Brano del documento>

Nel 2014, la crescita dell'export nazionale (+2%) è diffusa a tutte le aree territoriali, eccezion fatta per l'Italia insulare (-13,8%). Le regioni nord-orientali e centrali hanno registrato l'incremento più consistente, crescendo rispettivamente del +3,5 e del 3,0%.
Ma quali sono i prodotti che hanno maggiormente trainato l'export? Gli autoveicoli da Piemonte ed Emilia-Romagna, gli articoli farmaceutici, chimico-medicinali e quelli botanici dal Lazio e Marche. Questi hanno controbilanciato inoltre la contrazione delle vendite dei prodotti petroliferi raffinati da Sicilia e Sardegna e di metalli di base e prodotti in metallo (esclusi macchine e impianti) da Toscana e Piemonte.
Il 2014 è stato sicuramente un buon anno per l'export italiano. Ma la situazione non dovrebbe cambiare nel corso dei prossimi mesi, anzi. Di recente, la Commissione europea si è detta convinta che l'economia italiana tornerà a crescere nel corso del 2015 (+0,6%) principalmente grazie all'export, che compenserà una domanda interna modesta.

Fonte dei dati>

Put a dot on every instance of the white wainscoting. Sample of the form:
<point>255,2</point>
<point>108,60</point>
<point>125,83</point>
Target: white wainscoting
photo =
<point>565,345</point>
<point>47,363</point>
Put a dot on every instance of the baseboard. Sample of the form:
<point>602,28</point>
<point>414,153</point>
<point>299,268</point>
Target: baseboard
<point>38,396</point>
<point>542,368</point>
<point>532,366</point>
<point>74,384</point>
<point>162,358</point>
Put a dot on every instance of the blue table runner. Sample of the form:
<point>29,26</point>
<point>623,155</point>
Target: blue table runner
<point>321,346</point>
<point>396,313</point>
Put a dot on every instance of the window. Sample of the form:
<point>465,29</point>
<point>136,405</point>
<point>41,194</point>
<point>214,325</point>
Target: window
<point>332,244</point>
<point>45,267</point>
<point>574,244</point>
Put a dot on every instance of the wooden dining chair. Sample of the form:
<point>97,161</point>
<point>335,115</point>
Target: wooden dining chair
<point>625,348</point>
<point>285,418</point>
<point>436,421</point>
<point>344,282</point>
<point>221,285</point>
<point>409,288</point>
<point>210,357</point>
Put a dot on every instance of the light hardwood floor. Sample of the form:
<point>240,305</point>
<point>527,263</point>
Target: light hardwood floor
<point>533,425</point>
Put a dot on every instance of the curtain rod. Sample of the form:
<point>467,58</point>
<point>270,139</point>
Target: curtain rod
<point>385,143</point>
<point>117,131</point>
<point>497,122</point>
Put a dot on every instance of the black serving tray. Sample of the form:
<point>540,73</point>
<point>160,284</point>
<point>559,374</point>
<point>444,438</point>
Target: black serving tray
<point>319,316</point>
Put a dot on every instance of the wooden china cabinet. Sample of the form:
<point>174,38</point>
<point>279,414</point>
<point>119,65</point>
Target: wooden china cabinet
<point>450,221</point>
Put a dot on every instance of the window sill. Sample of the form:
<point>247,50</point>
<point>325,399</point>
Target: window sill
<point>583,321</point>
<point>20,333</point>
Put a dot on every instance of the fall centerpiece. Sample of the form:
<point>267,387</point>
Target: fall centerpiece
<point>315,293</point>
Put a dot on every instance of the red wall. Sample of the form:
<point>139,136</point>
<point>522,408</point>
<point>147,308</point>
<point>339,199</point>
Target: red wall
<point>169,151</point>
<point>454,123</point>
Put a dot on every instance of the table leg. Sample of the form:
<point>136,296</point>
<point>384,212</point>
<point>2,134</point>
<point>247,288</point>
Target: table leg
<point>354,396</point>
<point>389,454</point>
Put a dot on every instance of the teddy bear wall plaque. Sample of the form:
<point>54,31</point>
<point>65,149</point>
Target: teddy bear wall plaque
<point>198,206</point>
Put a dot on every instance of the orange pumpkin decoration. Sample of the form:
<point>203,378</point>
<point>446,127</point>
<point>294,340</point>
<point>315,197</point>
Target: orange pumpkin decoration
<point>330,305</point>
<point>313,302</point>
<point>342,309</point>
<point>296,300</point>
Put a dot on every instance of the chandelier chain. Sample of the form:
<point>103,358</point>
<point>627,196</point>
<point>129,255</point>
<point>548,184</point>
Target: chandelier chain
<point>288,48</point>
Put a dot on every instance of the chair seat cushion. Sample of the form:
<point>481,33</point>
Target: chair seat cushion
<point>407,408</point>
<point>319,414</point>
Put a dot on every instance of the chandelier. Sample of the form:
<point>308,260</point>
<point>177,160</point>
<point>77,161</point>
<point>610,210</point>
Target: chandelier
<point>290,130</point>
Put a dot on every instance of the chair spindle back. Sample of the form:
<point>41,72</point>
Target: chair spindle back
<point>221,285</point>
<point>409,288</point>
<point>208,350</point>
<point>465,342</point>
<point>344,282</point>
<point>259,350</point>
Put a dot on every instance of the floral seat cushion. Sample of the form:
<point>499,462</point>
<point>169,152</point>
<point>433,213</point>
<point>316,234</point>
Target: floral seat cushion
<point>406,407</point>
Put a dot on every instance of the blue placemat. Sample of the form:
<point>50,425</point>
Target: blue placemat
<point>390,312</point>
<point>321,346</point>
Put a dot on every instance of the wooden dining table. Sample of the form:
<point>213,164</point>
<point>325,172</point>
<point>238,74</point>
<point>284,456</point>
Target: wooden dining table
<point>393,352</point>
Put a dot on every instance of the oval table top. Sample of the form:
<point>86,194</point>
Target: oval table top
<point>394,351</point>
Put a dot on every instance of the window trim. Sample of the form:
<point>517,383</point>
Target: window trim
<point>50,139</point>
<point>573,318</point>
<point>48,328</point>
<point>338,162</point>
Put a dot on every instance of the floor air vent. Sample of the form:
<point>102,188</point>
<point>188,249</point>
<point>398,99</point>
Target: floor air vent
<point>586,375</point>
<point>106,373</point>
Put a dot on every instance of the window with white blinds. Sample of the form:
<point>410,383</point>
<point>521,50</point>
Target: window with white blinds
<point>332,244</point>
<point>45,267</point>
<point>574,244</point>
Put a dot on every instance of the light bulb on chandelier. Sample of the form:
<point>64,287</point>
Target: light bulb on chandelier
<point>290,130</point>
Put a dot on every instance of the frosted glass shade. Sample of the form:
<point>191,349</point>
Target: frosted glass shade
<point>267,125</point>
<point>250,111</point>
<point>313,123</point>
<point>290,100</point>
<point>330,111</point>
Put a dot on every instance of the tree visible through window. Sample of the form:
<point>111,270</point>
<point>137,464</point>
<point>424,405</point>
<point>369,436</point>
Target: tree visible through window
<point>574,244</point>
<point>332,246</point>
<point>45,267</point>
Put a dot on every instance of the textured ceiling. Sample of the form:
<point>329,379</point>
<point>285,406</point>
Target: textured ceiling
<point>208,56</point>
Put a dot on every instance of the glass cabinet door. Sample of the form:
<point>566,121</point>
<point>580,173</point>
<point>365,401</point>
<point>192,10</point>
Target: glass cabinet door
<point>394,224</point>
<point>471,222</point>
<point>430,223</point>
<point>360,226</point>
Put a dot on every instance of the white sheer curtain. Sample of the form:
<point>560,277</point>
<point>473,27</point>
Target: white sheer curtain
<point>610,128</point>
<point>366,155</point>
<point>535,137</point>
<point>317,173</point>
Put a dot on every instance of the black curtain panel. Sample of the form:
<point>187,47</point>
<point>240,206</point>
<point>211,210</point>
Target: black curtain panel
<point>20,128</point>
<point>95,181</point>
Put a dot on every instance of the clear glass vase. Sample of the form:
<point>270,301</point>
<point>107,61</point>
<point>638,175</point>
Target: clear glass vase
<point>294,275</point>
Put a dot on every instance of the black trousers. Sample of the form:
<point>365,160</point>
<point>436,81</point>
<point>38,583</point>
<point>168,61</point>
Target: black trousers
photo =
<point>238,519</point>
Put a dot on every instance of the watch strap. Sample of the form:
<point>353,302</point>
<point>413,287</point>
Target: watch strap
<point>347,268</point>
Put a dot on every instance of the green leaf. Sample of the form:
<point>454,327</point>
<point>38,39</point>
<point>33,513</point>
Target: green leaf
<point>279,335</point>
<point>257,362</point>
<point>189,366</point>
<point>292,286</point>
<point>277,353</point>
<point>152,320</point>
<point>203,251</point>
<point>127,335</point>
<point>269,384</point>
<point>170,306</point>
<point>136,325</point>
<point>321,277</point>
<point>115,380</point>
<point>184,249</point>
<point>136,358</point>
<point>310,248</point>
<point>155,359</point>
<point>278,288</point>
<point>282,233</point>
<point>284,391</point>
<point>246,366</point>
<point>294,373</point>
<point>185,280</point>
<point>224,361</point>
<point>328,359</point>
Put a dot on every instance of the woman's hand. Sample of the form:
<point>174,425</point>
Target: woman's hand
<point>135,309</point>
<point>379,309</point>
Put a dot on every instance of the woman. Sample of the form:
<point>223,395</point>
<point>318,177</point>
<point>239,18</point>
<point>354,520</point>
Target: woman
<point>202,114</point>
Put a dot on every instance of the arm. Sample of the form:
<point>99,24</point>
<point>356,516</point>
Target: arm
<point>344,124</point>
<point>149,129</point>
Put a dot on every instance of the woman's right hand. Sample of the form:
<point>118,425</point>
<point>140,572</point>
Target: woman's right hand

Consegna A> Secondo il brano sull'export, perché la Commissione europea pensa che l'economia italiana tornerà a crescere nel 2015? Rispondi in una o due frasi.
Consegna B> Trascrivi senza modifiche il tratto del brano sull'export che comincia con le parole "Ma quali sono" e fermati dopo le parole "domanda interna modesta.".

Risposta A> Perché si aspetta una crescita (+0,6%) dovuta soprattutto all'export, che compenserà una domanda interna modesta.

Risposta B>
Ma quali sono i prodotti che hanno maggiormente trainato l'export? Gli autoveicoli da Piemonte ed Emilia-Romagna, gli articoli farmaceutici, chimico-medicinali e quelli botanici dal Lazio e Marche. Questi hanno controbilanciato inoltre la contrazione delle vendite dei prodotti petroliferi raffinati da Sicilia e Sardegna e di metalli di base e prodotti in metallo (esclusi macchine e impianti) da Toscana e Piemonte.
Il 2014 è stato sicuramente un buon anno per l'export italiano. Ma la situazione non dovrebbe cambiare nel corso dei prossimi mesi, anzi. Di recente, la Commissione europea si è detta convinta che l'economia italiana tornerà a crescere nel corso del 2015 (+0,6%) principalmente grazie all'export, che compenserà una domanda interna modesta.